### Listed records
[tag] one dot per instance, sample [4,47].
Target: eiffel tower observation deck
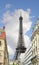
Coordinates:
[20,45]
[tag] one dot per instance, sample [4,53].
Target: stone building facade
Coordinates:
[4,57]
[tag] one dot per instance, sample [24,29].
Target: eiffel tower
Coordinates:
[20,47]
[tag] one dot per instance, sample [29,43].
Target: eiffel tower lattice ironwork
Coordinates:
[20,47]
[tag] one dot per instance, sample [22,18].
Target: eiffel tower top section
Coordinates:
[20,46]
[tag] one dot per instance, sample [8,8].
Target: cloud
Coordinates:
[11,21]
[7,5]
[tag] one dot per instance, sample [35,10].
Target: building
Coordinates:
[27,57]
[20,45]
[4,57]
[10,62]
[35,44]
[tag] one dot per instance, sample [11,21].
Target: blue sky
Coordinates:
[20,4]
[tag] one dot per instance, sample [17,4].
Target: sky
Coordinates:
[9,17]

### Written exercise
Repeat all of the material above word for word, omitting the picture.

### Output of the exercise
[tag] one dot per instance, sample [4,47].
Target: eiffel tower observation deck
Coordinates:
[20,45]
[tag] one dot per instance, sample [4,53].
Target: stone building facade
Coordinates:
[4,57]
[tag] one dot per instance, sample [24,29].
Target: eiffel tower
Coordinates:
[20,47]
[tag] one dot per instance, sample [29,43].
Target: eiffel tower lattice ironwork
Coordinates:
[20,47]
[tag] one dot per instance, sample [22,18].
Target: eiffel tower top section
Coordinates:
[20,46]
[tag] one dot per instance, sample [8,8].
Target: cloud
Coordinates:
[11,21]
[7,5]
[tag] one dot per instance, sample [35,10].
Target: building
Coordinates:
[27,57]
[20,45]
[4,57]
[10,62]
[35,44]
[tag] one dot per instance, sample [11,21].
Target: blue sky
Coordinates:
[20,4]
[tag] one dot per instance, sample [17,4].
Target: sky
Coordinates:
[9,17]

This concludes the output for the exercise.